Point annotation dataset records:
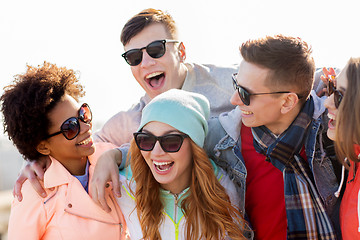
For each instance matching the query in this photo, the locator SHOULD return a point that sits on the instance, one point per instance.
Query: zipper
(175, 207)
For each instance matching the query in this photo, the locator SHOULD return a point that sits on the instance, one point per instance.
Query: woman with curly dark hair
(43, 118)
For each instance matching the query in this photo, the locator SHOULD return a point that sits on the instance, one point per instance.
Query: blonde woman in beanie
(170, 188)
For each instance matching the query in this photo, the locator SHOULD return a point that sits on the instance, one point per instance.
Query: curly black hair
(27, 101)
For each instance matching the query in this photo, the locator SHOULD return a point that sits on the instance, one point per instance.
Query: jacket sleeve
(28, 218)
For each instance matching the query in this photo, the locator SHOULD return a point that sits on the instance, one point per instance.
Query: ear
(290, 102)
(182, 52)
(43, 148)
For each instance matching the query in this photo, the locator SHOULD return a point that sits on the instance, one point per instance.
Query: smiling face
(157, 75)
(341, 85)
(263, 109)
(171, 170)
(71, 153)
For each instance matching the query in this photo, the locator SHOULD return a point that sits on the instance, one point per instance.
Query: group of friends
(257, 150)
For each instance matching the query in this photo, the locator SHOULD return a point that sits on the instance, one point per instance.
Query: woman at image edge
(344, 128)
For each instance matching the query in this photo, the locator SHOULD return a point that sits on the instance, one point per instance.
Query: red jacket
(350, 204)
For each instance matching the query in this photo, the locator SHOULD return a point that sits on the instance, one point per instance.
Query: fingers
(17, 187)
(97, 193)
(116, 184)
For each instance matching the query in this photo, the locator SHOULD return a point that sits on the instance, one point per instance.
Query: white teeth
(161, 163)
(153, 74)
(86, 141)
(331, 116)
(247, 112)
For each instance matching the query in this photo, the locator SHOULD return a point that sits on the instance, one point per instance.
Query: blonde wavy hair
(348, 116)
(207, 208)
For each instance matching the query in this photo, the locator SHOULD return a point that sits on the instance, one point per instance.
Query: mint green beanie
(188, 112)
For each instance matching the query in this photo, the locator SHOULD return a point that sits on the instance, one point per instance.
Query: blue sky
(84, 35)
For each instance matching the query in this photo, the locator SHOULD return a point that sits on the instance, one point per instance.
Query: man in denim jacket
(273, 144)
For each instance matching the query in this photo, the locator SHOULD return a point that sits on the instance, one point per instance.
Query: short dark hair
(288, 58)
(28, 100)
(145, 18)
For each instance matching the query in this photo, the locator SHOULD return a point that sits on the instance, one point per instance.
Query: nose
(147, 61)
(157, 150)
(85, 127)
(329, 102)
(235, 99)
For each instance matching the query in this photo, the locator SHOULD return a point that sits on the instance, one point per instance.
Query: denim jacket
(223, 145)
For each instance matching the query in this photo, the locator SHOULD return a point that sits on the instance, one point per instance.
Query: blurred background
(85, 36)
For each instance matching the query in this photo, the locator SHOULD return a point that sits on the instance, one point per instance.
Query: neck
(182, 74)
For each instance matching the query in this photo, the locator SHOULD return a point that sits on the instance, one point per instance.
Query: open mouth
(85, 142)
(155, 79)
(246, 112)
(163, 166)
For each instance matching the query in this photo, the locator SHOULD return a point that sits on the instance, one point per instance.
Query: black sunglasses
(155, 49)
(71, 126)
(331, 89)
(245, 95)
(168, 142)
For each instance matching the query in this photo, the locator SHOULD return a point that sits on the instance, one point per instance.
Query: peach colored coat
(67, 212)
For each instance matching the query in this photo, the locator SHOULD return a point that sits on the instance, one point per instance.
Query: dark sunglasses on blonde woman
(155, 49)
(71, 126)
(168, 142)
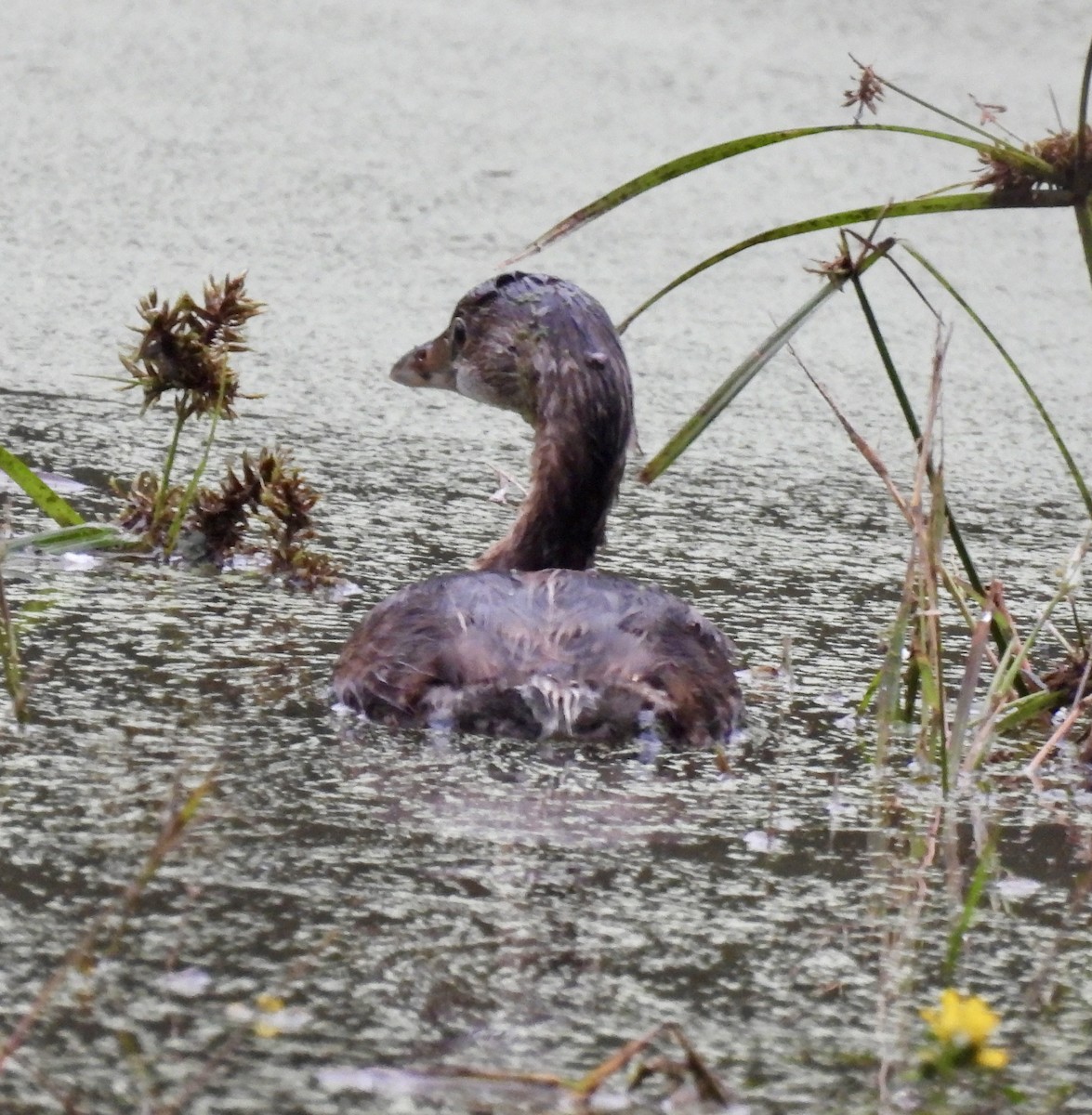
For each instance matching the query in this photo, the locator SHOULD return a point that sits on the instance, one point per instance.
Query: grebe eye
(458, 335)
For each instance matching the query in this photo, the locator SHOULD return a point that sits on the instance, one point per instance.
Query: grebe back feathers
(533, 642)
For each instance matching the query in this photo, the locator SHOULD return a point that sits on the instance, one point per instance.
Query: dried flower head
(220, 516)
(270, 492)
(867, 94)
(138, 511)
(1059, 151)
(185, 347)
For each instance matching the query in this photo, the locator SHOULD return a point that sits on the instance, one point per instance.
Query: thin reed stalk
(9, 651)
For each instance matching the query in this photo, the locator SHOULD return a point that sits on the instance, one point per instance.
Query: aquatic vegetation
(960, 1029)
(9, 653)
(185, 349)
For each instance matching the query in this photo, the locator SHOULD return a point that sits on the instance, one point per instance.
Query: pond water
(489, 902)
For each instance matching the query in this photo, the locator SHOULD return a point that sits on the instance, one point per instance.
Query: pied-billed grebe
(534, 642)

EXERCISE BRIEF: Reproduce each line word for word and drop the pictures.

FINAL ANSWER:
For each instance matching the query in this photo, the locator SHOULD return a point that sits on the instance, one point per instance.
Query: zipper
(175, 207)
For each instance matching the query in this photo, the locator SHOULD return a point that sits on the instance, one point per instance.
Query: woman with curly dark hair
(43, 118)
For each instance matching the query in this photo, the locator SHOULD return a point that sits on the instance, one point per instance.
Query: blonde woman in beanie
(170, 188)
For each instance matching the query in this photo, the locator SHOULD return a point that sits on the instance, one point per instance.
Query: curly black hair
(27, 101)
For each instance matching the query in this photo, the locator SHOULD return a point that sits on the instance, one point per instance.
Query: jacket sleeve
(28, 218)
For each instance matching the query in this photo, the locator SHOULD return a point that sits on the instance, one point per instance.
Query: ear
(290, 102)
(182, 52)
(43, 148)
For each instance matching the query in this photo, the locator SHOULD return a point that sits on the instance, one point per instance.
Query: smiling face
(157, 75)
(341, 85)
(263, 109)
(171, 170)
(71, 153)
For each instance matching the query in this photo, the locator SHOULD return a point that sits on the instance, one point per instance.
Query: group of friends
(257, 150)
For each instance matching the query in this photo, the locator SHOULD return a point that sits on the instance, one point per instance.
Query: woman at image edge
(344, 128)
For each instance matching the query in this photo, the locator SHOULD return a point that sits on the instance, one point per instance.
Query: red jacket
(350, 204)
For each instance matching the query in this photo, the locator SHOULD return a point that sits on the instance, one point per instance.
Query: fingers
(17, 187)
(97, 193)
(116, 184)
For each instance matching the query in this photo, the locator SHOULD return a point that sits on the instance, one point per instance.
Query: white teeth
(161, 163)
(153, 74)
(86, 141)
(331, 116)
(247, 112)
For each instance matching the query in this photo, the locator SHOULD return a point that sits on the instance, one point per instance.
Query: blonde wavy hair
(348, 116)
(207, 208)
For each instance matching the query in this photo, the locator SHOULD return a point that sits on the instance, one point per instance.
Query: mint green beanie
(188, 112)
For each instance matching the query in this photo, the locator SHOULD return a point that sits on the instance, one point per instance.
Query: blue sky
(84, 35)
For each instance matching the query in this photo, the locator SHOULD return a point that sits on the instance, one point per instance.
Query: man in denim jacket
(273, 144)
For each instance matching the query in this photo, the locator SHOULD return a point that sits on the instance, one point per instance.
Query: short dark hair
(288, 58)
(28, 100)
(145, 18)
For each instance matching the query in this photo, the locator SHOULD return a point that sits on the instance, one point per instance.
Query: nose
(147, 61)
(157, 150)
(85, 127)
(329, 102)
(235, 99)
For each instance matching the query in this photo, the locator SHOULD return a point that sits on the instance, one point per instance.
Query: denim jacket
(223, 145)
For each instance matching the query in this photo, the locator SHOULD return a point that sits on the instance, one point per instance.
Query: blurred background
(85, 36)
For each instance matching the query in this photo, the locator SHOULD return a point that sits on the instance, one point per instance.
Query: neck
(182, 74)
For each instance matching the query in this photo, the locator SHOULD return a point that sits on the instance, one point per instance.
Query: open mouth
(85, 142)
(155, 79)
(246, 112)
(163, 166)
For each instance matching the query in this photo, the locator SHOULD return a point that sits on the instance, one point per instance.
Query: black sunglasses
(155, 49)
(71, 126)
(331, 89)
(245, 95)
(168, 142)
For each instance matching the query in this photo, the locator SHOULD return a point that sits on the instance, one point per instance.
Query: peach colored coat
(67, 212)
For each instance matching the query in this photo, the locator SHOULD return a point that sits on the instance, one point per instance.
Query: dark sunglasses on blonde woman
(155, 49)
(71, 126)
(168, 142)
For each instance matching the query in this photo, the locator SHOULD return a point that sits on the instance, one point per instance.
Query: grebe eye
(458, 335)
For each instance matching the query in this photo, the locator SHOULD return a point that sits on the instance, one point per instance.
Query: grebe back feathers
(533, 642)
For each instance matching the query in this photo, the locator SHOULD return a point that sits on the instance, one point per instance.
Query: dried flower head
(220, 516)
(270, 492)
(867, 94)
(138, 511)
(1059, 151)
(185, 347)
For each instance matching the query in this photo, the locator SHOULD return a point that sits on the instance, one point per instance.
Query: thin reed stalk
(9, 651)
For each instance matching the query in this photo, the locator SHOULD return a point that sits on the instance, one point per instance.
Query: aquatic vegetation
(960, 1029)
(9, 653)
(185, 349)
For each instance matching the query in this photo, the locator SHOULD return a point that sits on the instance, one point per instance.
Query: pond water
(489, 902)
For each instance matching the query in this photo, the locator SHOULD return a point that sits on the instance, one point per instance.
Query: pied-billed grebe
(534, 642)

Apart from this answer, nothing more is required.